• **Objective**
Write out exactly, please, the lines from the one containing "If you could point to the black tank" to the end of the material.

• **Records supplied**
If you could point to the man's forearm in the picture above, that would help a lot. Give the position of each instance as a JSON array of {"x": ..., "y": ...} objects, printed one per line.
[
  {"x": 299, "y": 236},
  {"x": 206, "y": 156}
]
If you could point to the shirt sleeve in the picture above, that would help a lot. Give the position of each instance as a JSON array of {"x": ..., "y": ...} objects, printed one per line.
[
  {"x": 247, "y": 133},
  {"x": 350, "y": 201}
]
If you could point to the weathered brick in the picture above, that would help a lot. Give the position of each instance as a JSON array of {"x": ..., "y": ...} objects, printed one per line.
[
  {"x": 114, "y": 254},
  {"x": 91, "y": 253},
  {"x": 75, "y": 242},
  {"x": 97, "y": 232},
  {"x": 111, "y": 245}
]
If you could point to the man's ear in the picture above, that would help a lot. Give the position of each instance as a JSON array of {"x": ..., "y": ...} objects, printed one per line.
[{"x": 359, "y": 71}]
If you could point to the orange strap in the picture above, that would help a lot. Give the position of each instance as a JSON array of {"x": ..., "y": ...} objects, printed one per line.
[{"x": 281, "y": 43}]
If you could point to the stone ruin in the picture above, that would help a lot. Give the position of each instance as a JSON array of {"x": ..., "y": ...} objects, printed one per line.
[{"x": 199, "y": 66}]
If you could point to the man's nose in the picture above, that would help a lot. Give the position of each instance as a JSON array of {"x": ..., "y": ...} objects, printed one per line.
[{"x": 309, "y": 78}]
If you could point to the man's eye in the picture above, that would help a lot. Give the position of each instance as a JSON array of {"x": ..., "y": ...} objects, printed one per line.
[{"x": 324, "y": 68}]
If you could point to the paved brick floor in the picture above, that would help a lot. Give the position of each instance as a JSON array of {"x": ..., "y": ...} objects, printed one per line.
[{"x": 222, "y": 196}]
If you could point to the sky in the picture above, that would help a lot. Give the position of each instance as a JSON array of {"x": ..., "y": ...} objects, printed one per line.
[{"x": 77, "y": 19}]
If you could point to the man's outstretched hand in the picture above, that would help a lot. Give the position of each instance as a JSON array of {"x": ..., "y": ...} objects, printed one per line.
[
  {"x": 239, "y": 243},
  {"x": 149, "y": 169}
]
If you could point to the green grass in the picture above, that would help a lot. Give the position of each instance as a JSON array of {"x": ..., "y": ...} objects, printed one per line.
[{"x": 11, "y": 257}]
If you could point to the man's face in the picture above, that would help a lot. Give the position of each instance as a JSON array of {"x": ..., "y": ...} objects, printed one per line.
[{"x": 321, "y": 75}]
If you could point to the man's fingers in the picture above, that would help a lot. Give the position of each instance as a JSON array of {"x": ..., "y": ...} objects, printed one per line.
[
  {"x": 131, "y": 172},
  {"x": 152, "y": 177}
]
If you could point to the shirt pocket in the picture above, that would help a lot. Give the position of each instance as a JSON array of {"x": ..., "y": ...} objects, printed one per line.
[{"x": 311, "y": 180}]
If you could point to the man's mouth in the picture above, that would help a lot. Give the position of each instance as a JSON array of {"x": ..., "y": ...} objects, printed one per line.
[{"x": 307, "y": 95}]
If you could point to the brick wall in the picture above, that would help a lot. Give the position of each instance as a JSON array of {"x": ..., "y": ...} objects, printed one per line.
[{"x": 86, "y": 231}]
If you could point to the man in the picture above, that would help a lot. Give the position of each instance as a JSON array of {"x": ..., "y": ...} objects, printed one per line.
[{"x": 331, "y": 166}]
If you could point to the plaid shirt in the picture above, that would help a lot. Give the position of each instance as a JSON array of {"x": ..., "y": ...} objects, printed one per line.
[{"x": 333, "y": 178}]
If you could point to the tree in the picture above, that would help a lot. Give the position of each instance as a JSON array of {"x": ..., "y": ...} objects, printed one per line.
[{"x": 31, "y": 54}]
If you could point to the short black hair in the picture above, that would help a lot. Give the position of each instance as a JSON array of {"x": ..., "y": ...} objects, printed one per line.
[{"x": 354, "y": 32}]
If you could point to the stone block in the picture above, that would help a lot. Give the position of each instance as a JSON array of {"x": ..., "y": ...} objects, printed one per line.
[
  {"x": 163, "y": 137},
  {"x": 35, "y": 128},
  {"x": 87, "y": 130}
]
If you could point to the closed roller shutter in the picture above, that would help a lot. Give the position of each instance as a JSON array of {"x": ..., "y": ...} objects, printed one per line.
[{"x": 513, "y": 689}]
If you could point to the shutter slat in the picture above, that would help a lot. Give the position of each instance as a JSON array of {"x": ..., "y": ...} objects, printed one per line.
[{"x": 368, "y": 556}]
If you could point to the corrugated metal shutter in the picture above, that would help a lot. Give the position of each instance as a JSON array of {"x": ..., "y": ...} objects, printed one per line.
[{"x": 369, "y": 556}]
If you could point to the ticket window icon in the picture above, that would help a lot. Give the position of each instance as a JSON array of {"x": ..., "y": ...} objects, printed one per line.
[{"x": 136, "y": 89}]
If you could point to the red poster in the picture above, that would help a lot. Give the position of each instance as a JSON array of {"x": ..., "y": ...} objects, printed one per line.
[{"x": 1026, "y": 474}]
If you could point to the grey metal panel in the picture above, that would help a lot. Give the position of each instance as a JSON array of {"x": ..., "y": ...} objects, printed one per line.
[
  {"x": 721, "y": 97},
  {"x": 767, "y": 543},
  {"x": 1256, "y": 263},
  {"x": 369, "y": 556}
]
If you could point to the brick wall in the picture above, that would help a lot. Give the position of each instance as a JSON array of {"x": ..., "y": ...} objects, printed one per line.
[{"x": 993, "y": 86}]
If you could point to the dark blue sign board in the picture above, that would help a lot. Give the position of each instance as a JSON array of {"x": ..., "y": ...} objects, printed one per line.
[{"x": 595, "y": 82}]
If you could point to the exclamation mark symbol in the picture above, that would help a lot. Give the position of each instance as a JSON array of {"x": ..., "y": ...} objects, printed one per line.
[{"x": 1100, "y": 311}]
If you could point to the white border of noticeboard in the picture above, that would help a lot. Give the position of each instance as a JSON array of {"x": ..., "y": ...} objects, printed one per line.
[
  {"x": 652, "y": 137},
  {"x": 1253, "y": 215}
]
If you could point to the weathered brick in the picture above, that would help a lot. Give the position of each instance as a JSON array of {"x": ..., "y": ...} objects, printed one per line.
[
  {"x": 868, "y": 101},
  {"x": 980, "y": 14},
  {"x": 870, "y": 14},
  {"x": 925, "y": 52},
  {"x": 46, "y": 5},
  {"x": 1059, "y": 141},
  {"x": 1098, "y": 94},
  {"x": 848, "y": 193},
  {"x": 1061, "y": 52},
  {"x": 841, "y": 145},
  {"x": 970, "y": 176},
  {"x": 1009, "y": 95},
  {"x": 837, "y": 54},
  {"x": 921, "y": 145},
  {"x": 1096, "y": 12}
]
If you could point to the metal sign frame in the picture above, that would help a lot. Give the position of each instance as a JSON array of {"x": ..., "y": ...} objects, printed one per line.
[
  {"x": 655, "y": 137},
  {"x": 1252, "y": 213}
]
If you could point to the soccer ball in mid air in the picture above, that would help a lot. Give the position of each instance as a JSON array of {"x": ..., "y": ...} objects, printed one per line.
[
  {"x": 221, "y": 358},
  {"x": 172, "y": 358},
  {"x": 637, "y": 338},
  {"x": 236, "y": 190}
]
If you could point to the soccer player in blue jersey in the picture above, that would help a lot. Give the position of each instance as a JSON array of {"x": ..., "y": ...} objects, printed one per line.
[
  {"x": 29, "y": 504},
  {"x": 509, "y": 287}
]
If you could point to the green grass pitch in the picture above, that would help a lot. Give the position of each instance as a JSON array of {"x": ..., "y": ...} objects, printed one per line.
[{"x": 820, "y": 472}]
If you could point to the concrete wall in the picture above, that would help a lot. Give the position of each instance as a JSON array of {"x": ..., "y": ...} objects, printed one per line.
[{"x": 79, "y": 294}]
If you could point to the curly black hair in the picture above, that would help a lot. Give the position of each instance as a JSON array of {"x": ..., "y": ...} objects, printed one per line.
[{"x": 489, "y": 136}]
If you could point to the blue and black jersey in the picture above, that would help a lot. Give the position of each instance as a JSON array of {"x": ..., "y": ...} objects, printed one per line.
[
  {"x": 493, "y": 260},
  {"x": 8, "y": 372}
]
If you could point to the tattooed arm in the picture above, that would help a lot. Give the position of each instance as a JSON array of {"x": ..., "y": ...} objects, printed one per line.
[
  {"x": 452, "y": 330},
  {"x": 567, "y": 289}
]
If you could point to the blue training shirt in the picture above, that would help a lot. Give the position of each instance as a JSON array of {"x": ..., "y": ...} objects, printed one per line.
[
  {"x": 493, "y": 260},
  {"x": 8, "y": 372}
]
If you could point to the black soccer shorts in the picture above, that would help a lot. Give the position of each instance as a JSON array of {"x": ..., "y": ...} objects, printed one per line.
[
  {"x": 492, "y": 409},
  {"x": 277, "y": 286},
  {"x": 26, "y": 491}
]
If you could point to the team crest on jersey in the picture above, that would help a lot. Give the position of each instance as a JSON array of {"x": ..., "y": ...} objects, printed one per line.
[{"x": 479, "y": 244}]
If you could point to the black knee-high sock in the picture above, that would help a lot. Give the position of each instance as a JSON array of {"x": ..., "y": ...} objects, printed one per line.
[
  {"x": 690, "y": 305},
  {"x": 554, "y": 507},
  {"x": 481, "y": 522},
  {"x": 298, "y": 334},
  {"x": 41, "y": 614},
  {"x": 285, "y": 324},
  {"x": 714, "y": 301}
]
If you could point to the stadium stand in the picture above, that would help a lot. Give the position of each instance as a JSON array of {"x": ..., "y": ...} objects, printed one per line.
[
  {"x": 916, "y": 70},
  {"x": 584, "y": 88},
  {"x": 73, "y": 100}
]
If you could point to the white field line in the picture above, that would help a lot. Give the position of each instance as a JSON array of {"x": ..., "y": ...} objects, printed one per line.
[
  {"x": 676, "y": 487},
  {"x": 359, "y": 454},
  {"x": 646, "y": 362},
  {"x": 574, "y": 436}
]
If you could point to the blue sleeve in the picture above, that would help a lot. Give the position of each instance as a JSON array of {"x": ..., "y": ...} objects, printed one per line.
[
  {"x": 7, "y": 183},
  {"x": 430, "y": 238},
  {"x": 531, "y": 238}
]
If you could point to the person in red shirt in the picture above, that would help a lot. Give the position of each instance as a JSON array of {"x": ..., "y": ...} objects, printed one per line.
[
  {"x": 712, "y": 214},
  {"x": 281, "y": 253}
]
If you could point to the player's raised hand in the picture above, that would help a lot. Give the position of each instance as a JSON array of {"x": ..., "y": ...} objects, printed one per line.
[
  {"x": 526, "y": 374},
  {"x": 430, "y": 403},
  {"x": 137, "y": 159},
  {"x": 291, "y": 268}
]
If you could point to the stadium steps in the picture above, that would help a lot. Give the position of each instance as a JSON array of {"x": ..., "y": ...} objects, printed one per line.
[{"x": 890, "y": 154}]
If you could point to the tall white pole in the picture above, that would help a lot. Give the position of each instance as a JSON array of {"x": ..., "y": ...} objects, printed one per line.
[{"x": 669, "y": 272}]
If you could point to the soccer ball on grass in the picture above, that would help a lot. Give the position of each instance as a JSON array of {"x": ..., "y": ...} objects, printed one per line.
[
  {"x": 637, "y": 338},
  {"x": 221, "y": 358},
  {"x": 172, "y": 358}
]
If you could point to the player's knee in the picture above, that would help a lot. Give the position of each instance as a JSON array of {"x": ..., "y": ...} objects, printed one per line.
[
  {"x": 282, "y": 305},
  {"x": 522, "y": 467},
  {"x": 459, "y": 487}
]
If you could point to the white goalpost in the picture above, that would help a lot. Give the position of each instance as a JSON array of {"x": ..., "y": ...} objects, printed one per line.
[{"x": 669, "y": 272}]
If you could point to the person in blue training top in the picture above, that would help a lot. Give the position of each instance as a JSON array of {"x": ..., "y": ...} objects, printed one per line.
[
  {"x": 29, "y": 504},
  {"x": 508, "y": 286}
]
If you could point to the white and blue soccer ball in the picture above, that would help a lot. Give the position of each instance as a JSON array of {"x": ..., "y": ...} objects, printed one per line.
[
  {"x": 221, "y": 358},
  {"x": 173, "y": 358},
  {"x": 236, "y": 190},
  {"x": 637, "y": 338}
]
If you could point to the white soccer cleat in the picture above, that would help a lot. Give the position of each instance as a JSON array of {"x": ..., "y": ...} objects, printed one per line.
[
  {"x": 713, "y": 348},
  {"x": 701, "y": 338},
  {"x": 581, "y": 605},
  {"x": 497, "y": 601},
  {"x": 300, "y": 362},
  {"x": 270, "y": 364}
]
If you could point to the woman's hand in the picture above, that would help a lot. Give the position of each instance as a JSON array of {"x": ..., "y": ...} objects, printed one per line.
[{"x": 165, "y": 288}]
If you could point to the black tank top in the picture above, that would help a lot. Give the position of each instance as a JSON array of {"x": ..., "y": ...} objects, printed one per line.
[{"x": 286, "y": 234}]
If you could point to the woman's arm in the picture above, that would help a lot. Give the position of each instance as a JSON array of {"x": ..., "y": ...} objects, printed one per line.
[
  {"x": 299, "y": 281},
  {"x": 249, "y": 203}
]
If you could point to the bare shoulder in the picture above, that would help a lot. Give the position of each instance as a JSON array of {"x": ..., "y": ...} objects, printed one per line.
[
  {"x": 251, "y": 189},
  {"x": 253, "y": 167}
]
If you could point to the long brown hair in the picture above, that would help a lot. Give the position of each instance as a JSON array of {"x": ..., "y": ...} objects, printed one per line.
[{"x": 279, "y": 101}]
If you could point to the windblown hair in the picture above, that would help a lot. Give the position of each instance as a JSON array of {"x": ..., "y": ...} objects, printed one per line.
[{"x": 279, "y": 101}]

• **Exercise answer**
If you could point to the black tank top in the picture above, that would help a lot. Give the position of each instance as a JSON array of {"x": ..., "y": ...} objects, printed one per line.
[{"x": 286, "y": 234}]
If you could point to the woman's arm in the picture above, that would help a lot. Give the position of each instance as a JSON array of {"x": ..., "y": ...} objects, printed one per line.
[
  {"x": 299, "y": 281},
  {"x": 249, "y": 203}
]
If you could point to the bare shoulder in the picture above, that would help a lot. Give the position of each instance as a JSON array of {"x": ..., "y": ...} objects, printed one per line.
[
  {"x": 251, "y": 189},
  {"x": 253, "y": 167}
]
If you could point to the long brown hair in the picture above, that would help a lot. Give the position of each instance as a JSON array of {"x": ..., "y": ...} objects, printed one per line.
[{"x": 279, "y": 101}]
If you could point to the windblown hair in the picture above, that would help a lot. Give the position of each instance as a JSON array of {"x": ..., "y": ...} objects, printed one per line.
[{"x": 279, "y": 101}]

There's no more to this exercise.